-- start EXCERPTED RECORDS --

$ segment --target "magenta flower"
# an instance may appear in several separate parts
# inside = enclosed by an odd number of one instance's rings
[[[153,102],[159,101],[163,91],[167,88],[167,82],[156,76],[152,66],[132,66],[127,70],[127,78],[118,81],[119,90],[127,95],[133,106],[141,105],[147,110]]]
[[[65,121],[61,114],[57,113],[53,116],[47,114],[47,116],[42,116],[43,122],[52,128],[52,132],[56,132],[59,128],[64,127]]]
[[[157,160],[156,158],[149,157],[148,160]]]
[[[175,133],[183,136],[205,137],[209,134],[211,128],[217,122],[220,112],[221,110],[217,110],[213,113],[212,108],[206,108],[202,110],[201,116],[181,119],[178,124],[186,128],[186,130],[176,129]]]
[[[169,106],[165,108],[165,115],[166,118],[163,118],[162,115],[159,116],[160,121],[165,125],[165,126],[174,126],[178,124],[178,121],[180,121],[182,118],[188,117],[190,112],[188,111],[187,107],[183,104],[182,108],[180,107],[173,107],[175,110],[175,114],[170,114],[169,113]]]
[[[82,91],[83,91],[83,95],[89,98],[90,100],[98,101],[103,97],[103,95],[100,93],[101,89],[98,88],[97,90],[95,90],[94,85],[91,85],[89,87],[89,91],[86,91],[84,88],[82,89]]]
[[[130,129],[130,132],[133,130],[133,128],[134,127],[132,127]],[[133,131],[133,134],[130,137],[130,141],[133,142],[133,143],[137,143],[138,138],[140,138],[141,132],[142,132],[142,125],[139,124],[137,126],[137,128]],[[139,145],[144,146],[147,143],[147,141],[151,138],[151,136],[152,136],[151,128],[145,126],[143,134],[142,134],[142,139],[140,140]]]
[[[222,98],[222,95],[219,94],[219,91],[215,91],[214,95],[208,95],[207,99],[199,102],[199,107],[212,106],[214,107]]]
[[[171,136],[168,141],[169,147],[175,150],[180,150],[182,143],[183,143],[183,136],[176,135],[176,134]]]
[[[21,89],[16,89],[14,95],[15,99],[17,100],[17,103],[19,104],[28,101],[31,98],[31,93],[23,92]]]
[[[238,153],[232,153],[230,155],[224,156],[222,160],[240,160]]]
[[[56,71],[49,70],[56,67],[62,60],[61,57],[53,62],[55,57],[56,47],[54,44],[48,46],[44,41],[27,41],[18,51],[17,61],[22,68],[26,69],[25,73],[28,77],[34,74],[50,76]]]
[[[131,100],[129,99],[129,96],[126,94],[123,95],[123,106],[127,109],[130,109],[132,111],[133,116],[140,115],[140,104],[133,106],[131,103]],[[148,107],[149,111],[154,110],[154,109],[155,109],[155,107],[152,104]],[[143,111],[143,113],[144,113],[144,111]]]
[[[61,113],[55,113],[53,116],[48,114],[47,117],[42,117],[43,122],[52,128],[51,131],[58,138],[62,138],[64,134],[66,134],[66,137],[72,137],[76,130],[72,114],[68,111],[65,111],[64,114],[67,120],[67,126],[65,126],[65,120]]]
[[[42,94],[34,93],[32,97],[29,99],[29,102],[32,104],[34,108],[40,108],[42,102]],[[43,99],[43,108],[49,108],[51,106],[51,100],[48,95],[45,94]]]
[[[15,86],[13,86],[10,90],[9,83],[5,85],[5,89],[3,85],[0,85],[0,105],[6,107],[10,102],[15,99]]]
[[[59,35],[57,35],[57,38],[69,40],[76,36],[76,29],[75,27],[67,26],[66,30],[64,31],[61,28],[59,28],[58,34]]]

-- end EXCERPTED RECORDS --

EXERCISE PROMPT
Please edit the lines above so that "magenta flower" becomes "pink flower" wherever it occurs, and give them again with nothing else changed.

TASK ANSWER
$ segment --target "pink flower"
# an instance may appear in several separate parts
# inside = enclosed by an odd number of one instance's rings
[[[153,102],[159,101],[163,91],[167,88],[167,82],[156,76],[152,66],[132,66],[127,70],[127,78],[118,81],[119,90],[127,95],[133,106],[141,105],[147,110]]]
[[[65,121],[61,114],[57,113],[53,116],[47,114],[47,116],[42,116],[43,122],[52,128],[52,132],[56,132],[59,128],[64,127]]]
[[[157,160],[156,158],[149,157],[148,160]]]
[[[175,133],[183,136],[205,137],[209,134],[211,128],[217,122],[220,112],[221,110],[217,110],[213,113],[212,108],[206,108],[202,110],[201,116],[181,119],[178,124],[186,128],[186,130],[176,129]]]
[[[169,106],[165,108],[165,115],[166,118],[163,118],[162,115],[159,116],[160,121],[165,125],[165,126],[174,126],[178,124],[178,121],[180,121],[182,118],[188,117],[190,112],[188,111],[187,107],[183,104],[182,108],[180,107],[173,107],[175,110],[175,114],[170,114],[169,113]]]
[[[82,91],[83,91],[83,95],[89,98],[90,100],[98,101],[103,97],[103,95],[100,93],[101,89],[98,88],[97,90],[95,90],[94,85],[91,85],[89,87],[89,91],[86,91],[84,88],[82,89]]]
[[[130,129],[130,132],[133,130],[133,128],[134,127],[132,127]],[[133,131],[133,134],[130,137],[130,141],[133,142],[133,143],[137,143],[138,138],[140,138],[141,132],[142,132],[142,125],[139,124],[137,126],[137,128]],[[139,145],[144,146],[147,143],[147,141],[151,138],[151,136],[152,136],[151,128],[145,126],[143,134],[142,134],[142,139],[140,140]]]
[[[222,98],[222,95],[219,94],[219,91],[215,91],[214,95],[208,95],[207,99],[199,102],[199,107],[212,106],[214,107]]]
[[[171,136],[168,141],[169,147],[175,150],[180,150],[182,143],[183,143],[183,136],[176,135],[176,134]]]
[[[21,89],[16,89],[14,95],[15,99],[17,100],[17,103],[19,104],[28,101],[31,98],[31,93],[23,92]]]
[[[238,153],[232,153],[230,155],[224,156],[222,160],[240,160]]]
[[[56,71],[49,70],[56,67],[62,60],[61,57],[53,62],[55,57],[56,47],[54,44],[48,46],[44,41],[27,41],[18,51],[17,61],[22,68],[26,69],[25,73],[28,77],[34,74],[50,76]]]
[[[131,100],[129,99],[129,96],[126,94],[123,95],[123,106],[127,109],[130,109],[132,111],[133,116],[140,115],[140,104],[133,106],[131,103]],[[148,107],[149,111],[154,110],[154,109],[155,109],[155,107],[152,104]],[[143,111],[143,113],[144,113],[144,111]]]
[[[61,113],[55,113],[53,116],[48,114],[47,117],[42,117],[43,122],[52,128],[51,131],[58,138],[62,138],[64,134],[66,134],[66,137],[72,137],[76,130],[72,114],[68,111],[65,111],[64,114],[67,120],[67,126],[65,126],[65,120]]]
[[[42,94],[34,93],[32,97],[29,99],[29,102],[32,104],[34,108],[40,108],[42,102]],[[43,99],[43,108],[49,108],[51,106],[51,100],[48,95],[45,94]]]
[[[15,86],[13,86],[10,90],[9,83],[5,85],[5,89],[3,85],[0,85],[0,105],[6,107],[10,102],[15,99]]]
[[[59,35],[57,35],[57,38],[69,40],[76,36],[76,29],[75,27],[67,26],[66,30],[64,31],[61,28],[59,28],[58,34]]]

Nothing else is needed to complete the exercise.